* [Your task] State, as a number alone, how many lines of the entries contain the word "window".

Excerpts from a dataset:

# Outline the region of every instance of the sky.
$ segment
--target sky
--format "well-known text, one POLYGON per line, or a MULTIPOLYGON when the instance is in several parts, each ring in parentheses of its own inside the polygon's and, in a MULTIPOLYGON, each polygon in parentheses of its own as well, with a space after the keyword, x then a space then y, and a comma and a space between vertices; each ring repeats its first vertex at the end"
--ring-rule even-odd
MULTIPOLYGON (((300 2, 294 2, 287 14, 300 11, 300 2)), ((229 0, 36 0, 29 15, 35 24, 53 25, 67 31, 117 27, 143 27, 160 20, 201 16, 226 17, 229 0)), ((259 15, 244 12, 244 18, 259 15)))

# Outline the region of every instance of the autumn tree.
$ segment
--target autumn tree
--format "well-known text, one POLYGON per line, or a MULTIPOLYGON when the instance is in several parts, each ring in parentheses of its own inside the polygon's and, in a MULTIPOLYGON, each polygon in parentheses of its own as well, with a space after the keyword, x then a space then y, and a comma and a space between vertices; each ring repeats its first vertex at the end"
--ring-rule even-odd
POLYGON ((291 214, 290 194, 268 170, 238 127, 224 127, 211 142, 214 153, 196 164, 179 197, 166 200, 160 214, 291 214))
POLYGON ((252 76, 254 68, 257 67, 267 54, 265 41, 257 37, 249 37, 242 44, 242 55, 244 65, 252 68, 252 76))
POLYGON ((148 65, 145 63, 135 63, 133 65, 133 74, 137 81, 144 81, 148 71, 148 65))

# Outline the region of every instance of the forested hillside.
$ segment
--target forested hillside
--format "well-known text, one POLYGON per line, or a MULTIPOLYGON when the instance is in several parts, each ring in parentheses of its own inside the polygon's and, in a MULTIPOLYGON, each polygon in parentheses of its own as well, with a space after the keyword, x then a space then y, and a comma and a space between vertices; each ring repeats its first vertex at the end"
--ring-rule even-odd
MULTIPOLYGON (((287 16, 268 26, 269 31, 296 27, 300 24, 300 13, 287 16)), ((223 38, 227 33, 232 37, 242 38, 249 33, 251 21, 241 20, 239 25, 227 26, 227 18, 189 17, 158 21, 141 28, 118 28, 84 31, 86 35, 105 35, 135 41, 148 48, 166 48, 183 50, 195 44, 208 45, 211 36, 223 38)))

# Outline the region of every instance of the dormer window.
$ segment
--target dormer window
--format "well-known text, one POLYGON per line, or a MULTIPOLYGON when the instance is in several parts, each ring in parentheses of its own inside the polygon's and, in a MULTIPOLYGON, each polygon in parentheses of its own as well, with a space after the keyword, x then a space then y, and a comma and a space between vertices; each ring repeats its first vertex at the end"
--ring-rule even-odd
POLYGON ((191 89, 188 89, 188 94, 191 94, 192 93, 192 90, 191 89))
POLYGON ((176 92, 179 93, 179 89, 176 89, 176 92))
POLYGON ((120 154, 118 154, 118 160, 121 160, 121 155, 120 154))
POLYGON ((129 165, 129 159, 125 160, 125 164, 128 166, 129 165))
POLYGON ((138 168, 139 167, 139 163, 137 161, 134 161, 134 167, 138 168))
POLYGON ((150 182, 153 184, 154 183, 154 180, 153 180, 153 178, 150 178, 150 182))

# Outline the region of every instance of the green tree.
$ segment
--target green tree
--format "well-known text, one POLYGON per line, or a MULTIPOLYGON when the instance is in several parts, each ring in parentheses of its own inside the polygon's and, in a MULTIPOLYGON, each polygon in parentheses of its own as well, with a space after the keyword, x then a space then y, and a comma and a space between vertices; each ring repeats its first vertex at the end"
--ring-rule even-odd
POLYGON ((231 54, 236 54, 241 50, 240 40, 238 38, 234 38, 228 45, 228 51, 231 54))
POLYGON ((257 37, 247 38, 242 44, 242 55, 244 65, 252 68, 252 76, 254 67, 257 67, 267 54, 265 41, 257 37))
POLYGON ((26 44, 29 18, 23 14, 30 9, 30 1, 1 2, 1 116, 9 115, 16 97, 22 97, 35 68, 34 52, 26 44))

--

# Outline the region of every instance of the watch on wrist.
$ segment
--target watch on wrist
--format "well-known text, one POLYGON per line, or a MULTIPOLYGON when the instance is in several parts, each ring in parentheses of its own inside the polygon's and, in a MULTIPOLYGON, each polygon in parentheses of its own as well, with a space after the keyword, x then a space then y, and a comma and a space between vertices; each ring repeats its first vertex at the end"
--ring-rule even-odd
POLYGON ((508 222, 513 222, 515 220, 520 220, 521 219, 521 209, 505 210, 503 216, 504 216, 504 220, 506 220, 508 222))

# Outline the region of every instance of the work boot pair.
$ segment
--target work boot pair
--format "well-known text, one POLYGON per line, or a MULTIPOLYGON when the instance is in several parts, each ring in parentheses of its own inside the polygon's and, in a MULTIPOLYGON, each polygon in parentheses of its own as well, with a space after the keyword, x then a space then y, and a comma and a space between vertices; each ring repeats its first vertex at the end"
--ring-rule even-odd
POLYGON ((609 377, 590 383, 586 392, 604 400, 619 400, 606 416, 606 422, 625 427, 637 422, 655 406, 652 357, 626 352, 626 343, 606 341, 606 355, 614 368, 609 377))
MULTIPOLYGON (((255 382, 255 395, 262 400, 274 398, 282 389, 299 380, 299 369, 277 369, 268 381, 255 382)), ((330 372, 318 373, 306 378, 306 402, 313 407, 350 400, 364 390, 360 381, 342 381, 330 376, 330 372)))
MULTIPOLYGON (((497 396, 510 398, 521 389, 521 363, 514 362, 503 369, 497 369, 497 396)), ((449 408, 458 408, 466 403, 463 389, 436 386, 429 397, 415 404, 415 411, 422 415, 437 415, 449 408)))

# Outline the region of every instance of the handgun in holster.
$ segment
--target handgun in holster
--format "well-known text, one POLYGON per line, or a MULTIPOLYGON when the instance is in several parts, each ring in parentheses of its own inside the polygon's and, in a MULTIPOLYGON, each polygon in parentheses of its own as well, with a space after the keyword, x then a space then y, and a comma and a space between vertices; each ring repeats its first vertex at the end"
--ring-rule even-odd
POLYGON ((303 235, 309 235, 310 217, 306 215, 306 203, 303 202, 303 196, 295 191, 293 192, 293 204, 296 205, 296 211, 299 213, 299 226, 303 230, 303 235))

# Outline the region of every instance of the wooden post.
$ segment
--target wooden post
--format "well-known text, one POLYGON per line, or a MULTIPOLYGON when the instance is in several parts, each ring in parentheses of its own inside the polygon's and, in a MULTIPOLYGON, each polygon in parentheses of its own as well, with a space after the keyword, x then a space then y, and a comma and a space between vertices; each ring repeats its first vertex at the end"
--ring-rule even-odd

* [Exercise output] 2